_Trecho apresentado:_
- - - - -

Destaca-se que os dados da dívida brasileira em 2018 e 2019 aparece mais alta nos números do FMI na comparação com os dados do Banco Central (usados pelo IPEA) por conta de uma diferença metodológica.
A continuidade das reformas
A relação dívida/PIB é normalmente utilizada para avaliar as finanças públicas de determinado país, todavia não é somente a diferença que é importante, mas sim a trajetória e a sustentabilidade da comparação, conforme percebida pelos diferentes agentes da economia.
Caso haja um crescimento da dívida pública do país sem ocorrer qualquer previsão de retorno para uma trajetória sustentável, haverá uma percepção de risco maior pelo mercado e, consequentemente, ocorrerá um aumento da taxa de juros demandada para emprestar (por meio de títulos públicos) ao governo.
Sendo assim, quando maior for este risco percebido, maior será o retorno a ser exigido, fazendo com que o custo de se obter novos empréstimos e rolar a dívida pública existente se torne cada vez maior. Ou seja, caso a dívida dê sinais de se tornar algo insustentável, isso poderá acarretar um endividamento descontrolado no futuro.
Em 2020, o aumento da dívida se explica, em parte, pelas medidas de cunho fiscal que aumentam o déficit primário e, em parte, pelos efeitos da crise no cenário macroeconômico, principalmente no PIB. Essa mudança no patamar de endividamento e no quadro fiscal em 2020 tem reflexos que persistem ao longo de toda a trajetória da dívida no médio prazo.
A combinação de choques simultâneos no resultado primário, nos juros e no crescimento econômico teria grande repercussão na trajetória da dívida/PIB. Choques negativos nessas variáveis podem colocar a dívida em trajetórias de alto risco.

- - - - -

_Material fornecido:_

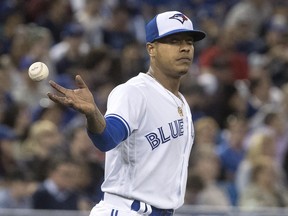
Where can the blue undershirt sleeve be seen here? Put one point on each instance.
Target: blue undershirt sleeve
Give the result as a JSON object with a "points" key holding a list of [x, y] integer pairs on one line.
{"points": [[114, 133]]}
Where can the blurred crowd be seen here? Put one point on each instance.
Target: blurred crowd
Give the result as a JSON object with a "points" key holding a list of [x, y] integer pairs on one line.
{"points": [[237, 89]]}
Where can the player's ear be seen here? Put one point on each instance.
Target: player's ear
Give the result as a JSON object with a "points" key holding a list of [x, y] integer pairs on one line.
{"points": [[150, 49]]}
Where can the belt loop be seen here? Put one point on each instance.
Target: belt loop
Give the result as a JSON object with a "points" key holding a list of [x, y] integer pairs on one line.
{"points": [[141, 208]]}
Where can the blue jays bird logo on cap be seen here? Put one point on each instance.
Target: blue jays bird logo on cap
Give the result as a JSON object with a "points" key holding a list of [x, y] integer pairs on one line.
{"points": [[180, 17]]}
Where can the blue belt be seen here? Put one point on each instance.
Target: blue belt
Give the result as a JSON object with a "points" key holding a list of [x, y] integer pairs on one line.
{"points": [[155, 211]]}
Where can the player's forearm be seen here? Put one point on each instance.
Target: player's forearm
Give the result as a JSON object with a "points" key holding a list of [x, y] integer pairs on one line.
{"points": [[95, 122]]}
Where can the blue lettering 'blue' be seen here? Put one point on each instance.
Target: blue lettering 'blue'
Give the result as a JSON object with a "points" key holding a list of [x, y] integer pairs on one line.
{"points": [[162, 135], [174, 131], [181, 127], [153, 140]]}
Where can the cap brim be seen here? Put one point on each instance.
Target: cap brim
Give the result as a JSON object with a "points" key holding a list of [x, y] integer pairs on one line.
{"points": [[196, 34]]}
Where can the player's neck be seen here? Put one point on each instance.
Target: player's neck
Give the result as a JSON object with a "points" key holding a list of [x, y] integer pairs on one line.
{"points": [[168, 82]]}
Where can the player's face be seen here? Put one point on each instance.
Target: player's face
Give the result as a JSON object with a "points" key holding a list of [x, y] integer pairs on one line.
{"points": [[173, 54]]}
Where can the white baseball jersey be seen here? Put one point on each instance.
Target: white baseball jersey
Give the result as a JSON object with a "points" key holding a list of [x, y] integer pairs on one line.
{"points": [[151, 164]]}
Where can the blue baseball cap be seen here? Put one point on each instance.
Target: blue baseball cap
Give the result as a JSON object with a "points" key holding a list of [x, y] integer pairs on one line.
{"points": [[168, 23]]}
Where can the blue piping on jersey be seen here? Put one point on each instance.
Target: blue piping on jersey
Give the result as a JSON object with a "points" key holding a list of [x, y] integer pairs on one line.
{"points": [[122, 119], [114, 133]]}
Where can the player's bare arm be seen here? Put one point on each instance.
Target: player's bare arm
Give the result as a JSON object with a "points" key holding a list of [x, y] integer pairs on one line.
{"points": [[81, 99]]}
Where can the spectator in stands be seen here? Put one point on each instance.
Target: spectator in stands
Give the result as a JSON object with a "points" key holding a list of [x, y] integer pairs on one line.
{"points": [[207, 131], [8, 161], [92, 19], [231, 149], [265, 188], [259, 144], [67, 54], [206, 165], [57, 14], [18, 191], [58, 191], [43, 142], [117, 33], [263, 97], [82, 149]]}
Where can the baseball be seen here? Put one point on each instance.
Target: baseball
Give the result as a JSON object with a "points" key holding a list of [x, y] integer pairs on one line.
{"points": [[38, 71]]}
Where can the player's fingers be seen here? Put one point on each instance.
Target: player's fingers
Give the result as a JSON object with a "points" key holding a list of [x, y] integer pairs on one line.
{"points": [[61, 100], [80, 82], [59, 88]]}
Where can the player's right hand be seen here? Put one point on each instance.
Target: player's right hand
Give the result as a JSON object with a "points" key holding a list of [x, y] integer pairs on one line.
{"points": [[81, 99]]}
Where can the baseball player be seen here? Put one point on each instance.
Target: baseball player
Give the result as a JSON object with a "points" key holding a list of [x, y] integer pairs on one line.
{"points": [[147, 131]]}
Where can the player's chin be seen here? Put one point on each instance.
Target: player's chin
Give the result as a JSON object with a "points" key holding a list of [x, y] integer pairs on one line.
{"points": [[182, 70]]}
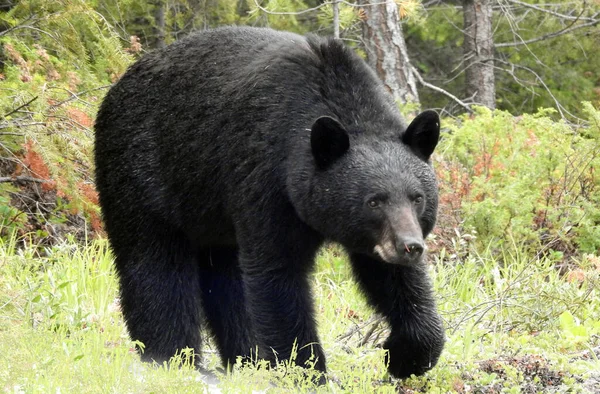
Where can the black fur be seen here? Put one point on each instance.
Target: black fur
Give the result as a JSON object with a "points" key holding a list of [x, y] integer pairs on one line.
{"points": [[226, 159]]}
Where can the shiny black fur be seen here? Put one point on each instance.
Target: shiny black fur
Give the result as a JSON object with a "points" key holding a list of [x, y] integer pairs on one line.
{"points": [[225, 160]]}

- - - - -

_Complete o seguinte:_
- A) Transcreva do texto sobre a dívida pública tudo o que vai de "A combinação de" até "de alto risco.".
- B) Dê continuidade ao texto sobre a dívida pública, começando logo após a última frase apresentada.
O material tem origem diferente da do texto sobre a dívida pública.

_Resultados por tarefa:_
- A)
A combinação de choques simultâneos no resultado primário, nos juros e no crescimento econômico teria grande repercussão na trajetória da dívida/PIB. Choques negativos nessas variáveis podem colocar a dívida em trajetórias de alto risco.

- B)
De fato, é plausível que um choque adverso em uma dessas variáveis venha combinado de impactos negativos nas outras. Isto é, um cenário com déficit primário mais alto tende a ser acompanhado de maiores taxas de juros reais e menor crescimento do PIB.
Portanto, patamares mais baixos da dívida/PIB no médio prazo, passam necessariamente pela continuidade de reformas que favoreçam o ambiente de negócios e um maior crescimento do PIB, bem como pelo processo de consolidação fiscal.
É evidente a necessidade de se seguir com reformas que favoreçam o ajuste fiscal e o crescimento sustentado. Isto contribuiria duplamente para uma melhor dinâmica da dívida: mais crescimento e condições de manter um patamar de juros mais baixos e inflação sob controle.
O coronavírus gerou um grande debate com relação a atenção que deveria ser dada à dívida pública na crise. De fato, é inegável que deva ocorrer um aumento dos gastos neste período, todavia esses gastos devem ser realizados com cautela e com critérios bem definidos sob o risco de perder controle sobre a trajetória do endividamento no país.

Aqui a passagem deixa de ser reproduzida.